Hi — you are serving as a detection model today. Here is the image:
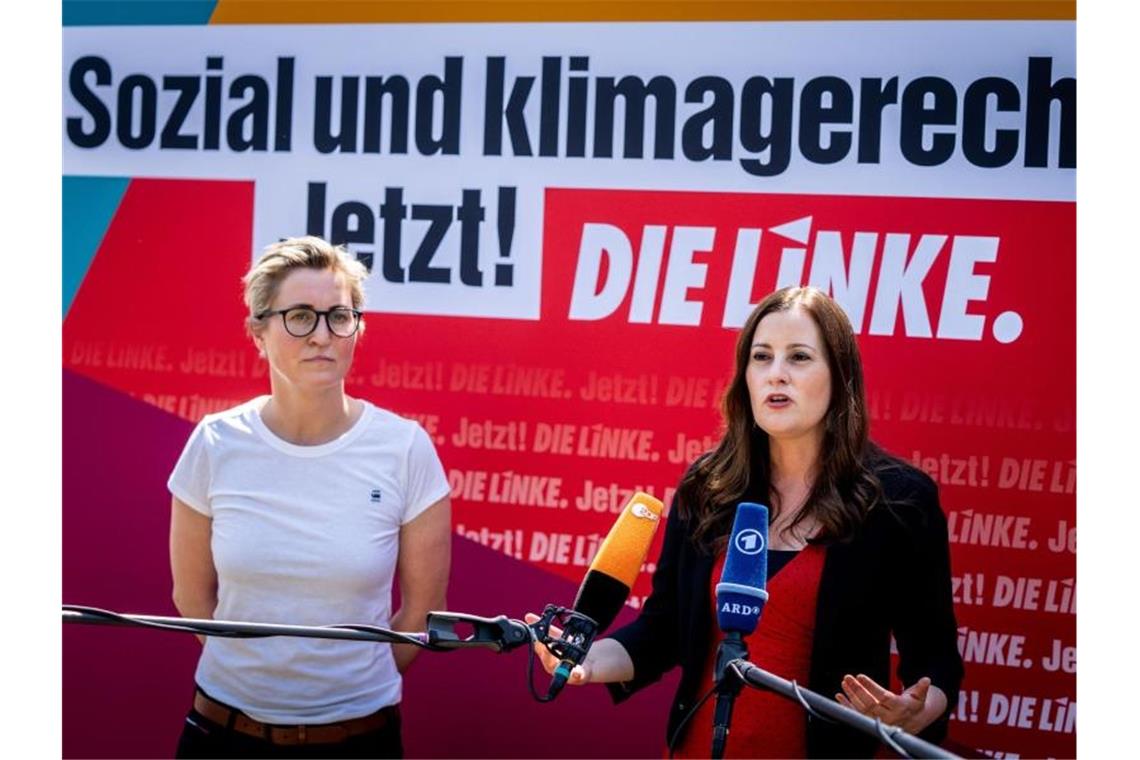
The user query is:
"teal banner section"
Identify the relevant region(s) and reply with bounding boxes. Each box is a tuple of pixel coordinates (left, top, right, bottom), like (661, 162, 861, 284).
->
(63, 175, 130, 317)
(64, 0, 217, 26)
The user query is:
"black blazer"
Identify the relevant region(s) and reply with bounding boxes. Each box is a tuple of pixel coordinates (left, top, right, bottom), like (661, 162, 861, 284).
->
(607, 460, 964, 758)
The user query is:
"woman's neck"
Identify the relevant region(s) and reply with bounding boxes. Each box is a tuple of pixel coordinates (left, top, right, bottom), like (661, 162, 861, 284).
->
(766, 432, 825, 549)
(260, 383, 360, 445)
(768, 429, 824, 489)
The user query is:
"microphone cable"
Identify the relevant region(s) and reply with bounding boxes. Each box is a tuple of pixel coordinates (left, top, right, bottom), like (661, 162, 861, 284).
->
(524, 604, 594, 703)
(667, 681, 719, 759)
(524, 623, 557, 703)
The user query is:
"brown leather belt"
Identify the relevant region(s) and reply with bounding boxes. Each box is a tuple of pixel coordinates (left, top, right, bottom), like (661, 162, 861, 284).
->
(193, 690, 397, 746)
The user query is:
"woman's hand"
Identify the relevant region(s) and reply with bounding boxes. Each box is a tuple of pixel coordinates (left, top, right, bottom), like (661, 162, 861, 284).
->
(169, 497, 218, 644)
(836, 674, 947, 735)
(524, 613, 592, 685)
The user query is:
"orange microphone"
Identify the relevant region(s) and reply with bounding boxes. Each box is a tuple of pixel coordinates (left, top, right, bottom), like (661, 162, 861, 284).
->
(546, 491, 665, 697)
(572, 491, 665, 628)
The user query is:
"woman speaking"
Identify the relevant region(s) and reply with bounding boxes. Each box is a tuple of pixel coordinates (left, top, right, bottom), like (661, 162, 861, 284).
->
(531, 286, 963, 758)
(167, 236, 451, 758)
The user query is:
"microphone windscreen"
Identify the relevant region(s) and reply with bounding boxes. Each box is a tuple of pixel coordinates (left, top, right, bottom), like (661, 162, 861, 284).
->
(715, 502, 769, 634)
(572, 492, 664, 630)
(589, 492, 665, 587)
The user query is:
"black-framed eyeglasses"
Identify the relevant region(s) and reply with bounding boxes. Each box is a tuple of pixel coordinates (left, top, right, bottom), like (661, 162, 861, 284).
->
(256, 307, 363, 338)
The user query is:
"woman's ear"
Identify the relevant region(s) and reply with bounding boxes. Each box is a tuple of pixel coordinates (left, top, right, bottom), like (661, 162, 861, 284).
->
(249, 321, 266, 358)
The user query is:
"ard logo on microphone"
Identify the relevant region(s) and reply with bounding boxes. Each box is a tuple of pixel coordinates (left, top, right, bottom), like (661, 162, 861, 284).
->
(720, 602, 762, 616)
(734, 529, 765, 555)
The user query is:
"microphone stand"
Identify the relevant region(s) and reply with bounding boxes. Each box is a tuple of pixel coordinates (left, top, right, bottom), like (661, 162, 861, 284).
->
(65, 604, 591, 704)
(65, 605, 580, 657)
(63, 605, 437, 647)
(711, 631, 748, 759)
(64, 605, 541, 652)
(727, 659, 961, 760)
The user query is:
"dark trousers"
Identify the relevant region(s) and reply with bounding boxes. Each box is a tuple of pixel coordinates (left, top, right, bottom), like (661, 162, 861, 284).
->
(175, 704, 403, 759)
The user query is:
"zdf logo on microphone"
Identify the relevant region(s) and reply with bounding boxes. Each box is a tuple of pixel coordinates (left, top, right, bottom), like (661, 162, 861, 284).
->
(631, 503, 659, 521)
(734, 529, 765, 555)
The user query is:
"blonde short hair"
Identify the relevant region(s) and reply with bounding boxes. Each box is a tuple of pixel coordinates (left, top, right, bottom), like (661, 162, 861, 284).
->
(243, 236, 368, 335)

+--

■ **Work required**: Among the lines of the listing above, count those that include the string "woman" and give that total alone.

■ **Exercise solution**: 4